ACTIVITY: The required output is the stretch from the line containing "Check that each instance of the distant" through the line containing "Check that each instance of the white stucco" in the records below, unaltered and with no pictures.

DATA:
↓
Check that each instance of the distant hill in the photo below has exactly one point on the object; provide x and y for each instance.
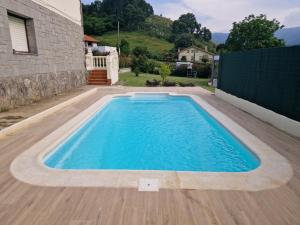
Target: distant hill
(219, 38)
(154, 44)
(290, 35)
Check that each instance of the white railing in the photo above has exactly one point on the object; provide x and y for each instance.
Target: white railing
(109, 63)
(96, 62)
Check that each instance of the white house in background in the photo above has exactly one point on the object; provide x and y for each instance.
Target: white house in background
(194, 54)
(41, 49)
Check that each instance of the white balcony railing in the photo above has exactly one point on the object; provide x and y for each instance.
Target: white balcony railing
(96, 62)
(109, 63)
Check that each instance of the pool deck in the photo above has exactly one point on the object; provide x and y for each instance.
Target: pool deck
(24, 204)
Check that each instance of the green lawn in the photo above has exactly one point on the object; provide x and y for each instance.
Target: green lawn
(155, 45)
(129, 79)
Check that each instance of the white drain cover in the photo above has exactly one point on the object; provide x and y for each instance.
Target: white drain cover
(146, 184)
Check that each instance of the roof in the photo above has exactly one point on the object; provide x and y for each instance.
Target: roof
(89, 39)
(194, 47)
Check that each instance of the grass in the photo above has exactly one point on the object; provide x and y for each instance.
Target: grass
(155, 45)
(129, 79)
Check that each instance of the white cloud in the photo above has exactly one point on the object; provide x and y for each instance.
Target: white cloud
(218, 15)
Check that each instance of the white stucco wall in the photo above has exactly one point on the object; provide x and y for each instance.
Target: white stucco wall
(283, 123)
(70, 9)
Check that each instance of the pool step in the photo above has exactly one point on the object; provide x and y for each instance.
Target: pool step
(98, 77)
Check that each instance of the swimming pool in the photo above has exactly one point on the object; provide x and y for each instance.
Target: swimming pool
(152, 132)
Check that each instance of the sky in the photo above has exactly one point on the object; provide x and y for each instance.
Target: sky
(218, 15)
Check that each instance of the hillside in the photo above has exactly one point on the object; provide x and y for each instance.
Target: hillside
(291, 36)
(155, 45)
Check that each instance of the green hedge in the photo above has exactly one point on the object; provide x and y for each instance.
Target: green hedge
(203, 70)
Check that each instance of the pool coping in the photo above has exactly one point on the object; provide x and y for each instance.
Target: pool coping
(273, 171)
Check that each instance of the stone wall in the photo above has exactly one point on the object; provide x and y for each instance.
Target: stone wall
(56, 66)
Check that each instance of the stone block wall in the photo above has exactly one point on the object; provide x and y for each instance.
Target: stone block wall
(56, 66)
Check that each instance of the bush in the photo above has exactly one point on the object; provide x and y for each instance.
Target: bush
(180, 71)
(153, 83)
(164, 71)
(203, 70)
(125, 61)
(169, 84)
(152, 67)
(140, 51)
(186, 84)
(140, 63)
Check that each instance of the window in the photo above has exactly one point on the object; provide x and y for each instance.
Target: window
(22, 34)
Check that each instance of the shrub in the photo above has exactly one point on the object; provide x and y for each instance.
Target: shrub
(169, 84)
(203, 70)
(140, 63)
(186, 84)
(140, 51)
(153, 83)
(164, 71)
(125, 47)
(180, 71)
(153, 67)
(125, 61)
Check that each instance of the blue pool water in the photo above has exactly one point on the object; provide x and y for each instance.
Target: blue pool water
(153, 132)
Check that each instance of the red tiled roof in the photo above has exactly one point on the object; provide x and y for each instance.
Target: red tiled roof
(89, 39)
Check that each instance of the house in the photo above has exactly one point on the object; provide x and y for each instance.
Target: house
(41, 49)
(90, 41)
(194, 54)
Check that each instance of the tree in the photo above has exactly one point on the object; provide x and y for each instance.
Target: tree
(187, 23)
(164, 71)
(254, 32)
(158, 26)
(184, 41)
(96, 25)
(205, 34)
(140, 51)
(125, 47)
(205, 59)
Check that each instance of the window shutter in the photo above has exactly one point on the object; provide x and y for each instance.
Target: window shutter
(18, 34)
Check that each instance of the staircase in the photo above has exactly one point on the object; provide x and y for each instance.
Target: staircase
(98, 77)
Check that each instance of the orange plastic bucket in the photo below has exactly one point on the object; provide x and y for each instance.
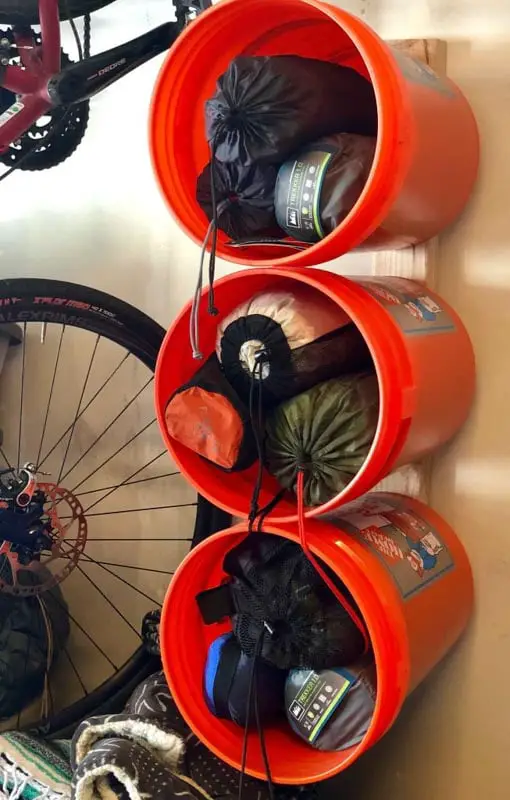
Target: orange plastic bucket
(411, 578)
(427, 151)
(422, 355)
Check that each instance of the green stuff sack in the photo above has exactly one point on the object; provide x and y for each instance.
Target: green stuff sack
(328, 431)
↑
↓
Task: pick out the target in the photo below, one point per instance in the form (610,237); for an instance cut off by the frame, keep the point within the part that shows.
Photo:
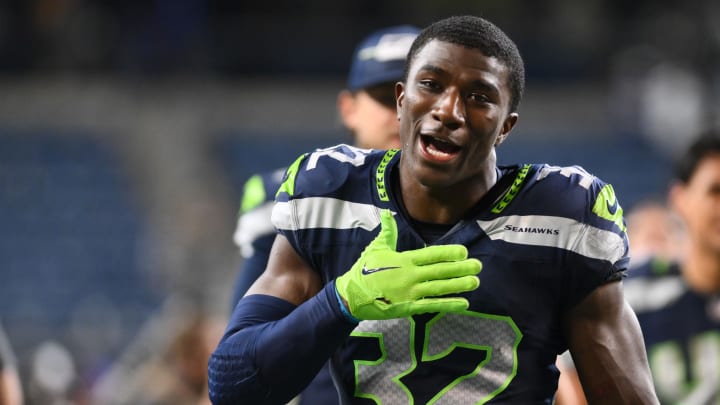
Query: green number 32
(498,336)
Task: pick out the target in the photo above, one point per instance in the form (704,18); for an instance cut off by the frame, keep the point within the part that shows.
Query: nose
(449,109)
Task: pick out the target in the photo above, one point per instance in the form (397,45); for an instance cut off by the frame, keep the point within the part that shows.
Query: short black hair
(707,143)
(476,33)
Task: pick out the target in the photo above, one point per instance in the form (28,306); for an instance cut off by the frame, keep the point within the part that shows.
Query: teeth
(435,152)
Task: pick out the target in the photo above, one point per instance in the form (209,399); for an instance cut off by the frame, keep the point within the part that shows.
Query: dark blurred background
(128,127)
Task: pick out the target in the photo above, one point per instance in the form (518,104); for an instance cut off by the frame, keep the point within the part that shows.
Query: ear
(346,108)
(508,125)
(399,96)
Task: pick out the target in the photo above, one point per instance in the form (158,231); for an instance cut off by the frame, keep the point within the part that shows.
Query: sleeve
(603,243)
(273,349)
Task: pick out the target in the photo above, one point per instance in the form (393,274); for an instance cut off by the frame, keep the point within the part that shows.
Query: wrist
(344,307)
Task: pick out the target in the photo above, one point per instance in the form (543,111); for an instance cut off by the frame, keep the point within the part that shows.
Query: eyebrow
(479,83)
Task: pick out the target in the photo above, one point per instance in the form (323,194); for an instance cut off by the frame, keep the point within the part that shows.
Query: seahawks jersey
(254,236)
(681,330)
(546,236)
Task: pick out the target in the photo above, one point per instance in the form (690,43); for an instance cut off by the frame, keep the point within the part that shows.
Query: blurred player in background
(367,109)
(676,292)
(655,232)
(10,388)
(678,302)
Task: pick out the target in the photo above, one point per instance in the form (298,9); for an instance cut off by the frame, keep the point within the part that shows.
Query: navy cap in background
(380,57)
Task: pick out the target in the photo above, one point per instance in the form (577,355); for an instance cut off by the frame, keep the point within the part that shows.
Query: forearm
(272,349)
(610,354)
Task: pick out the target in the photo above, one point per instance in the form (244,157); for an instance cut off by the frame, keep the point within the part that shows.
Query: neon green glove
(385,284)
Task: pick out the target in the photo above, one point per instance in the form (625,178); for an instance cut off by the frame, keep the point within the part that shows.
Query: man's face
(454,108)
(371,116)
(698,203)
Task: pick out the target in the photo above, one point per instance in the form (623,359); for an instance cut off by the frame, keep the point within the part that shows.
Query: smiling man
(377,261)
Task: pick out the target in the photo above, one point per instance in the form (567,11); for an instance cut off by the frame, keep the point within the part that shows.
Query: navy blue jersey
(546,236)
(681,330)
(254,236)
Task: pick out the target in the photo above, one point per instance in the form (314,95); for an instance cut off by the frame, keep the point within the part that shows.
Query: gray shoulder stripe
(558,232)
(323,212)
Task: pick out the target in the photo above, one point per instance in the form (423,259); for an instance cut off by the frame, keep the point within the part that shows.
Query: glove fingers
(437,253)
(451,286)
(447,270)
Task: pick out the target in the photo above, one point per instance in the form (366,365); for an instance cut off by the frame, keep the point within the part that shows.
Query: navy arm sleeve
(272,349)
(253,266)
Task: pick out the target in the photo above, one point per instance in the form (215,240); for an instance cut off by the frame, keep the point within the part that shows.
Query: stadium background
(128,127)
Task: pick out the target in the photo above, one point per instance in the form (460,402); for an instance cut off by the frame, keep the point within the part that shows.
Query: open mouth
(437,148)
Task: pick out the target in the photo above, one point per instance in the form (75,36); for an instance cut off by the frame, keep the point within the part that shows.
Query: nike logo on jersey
↑
THE COMPLETED TASK:
Check that each instance of the distant hill in the photo below has exactly one point on the object; provide x and y for each instance.
Target: distant hill
(219, 38)
(154, 44)
(290, 35)
Check that each instance of the white railing in the photo above has exactly one point on the object; provide x and y for each instance.
Target: white railing
(109, 63)
(96, 62)
Check that each instance of the white house in background in the photo above has exactly one point on the object; provide x and y for each instance.
Target: white house in background
(194, 54)
(41, 49)
Check that each instance of the white balcony railing in the photo above has exactly one point on the object; provide x and y for each instance.
Target: white balcony railing
(96, 62)
(109, 63)
Check that each instance of the pool deck in the photo above has exactly one point on the object; provide x and y for each instance.
Target: pool deck
(24, 204)
Check that each instance of the green lawn in the photo above has exactly one point on the object; provide x and y for each instance.
Target: green lawn
(155, 45)
(129, 79)
Check that each instance of the white drain cover in the photo above has exactly one point on the object; provide x and y for each instance.
Target: white drain cover
(146, 184)
Check that each instance of the roof in the photo above has exactly one point on the object; provide x and y for each instance.
Target: roof
(89, 39)
(194, 47)
Check that each instance of the grass in the photo above has exactly one point on the object; provide x and y for each instance.
Target: grass
(155, 45)
(129, 79)
Check that each instance of the white cloud in the photo above has exactly one point on the object; provide x and y for each instance.
Target: white cloud
(218, 15)
Check that each instance of the white stucco wall in the photo above has exactly one point on the object; provide x and y for each instance.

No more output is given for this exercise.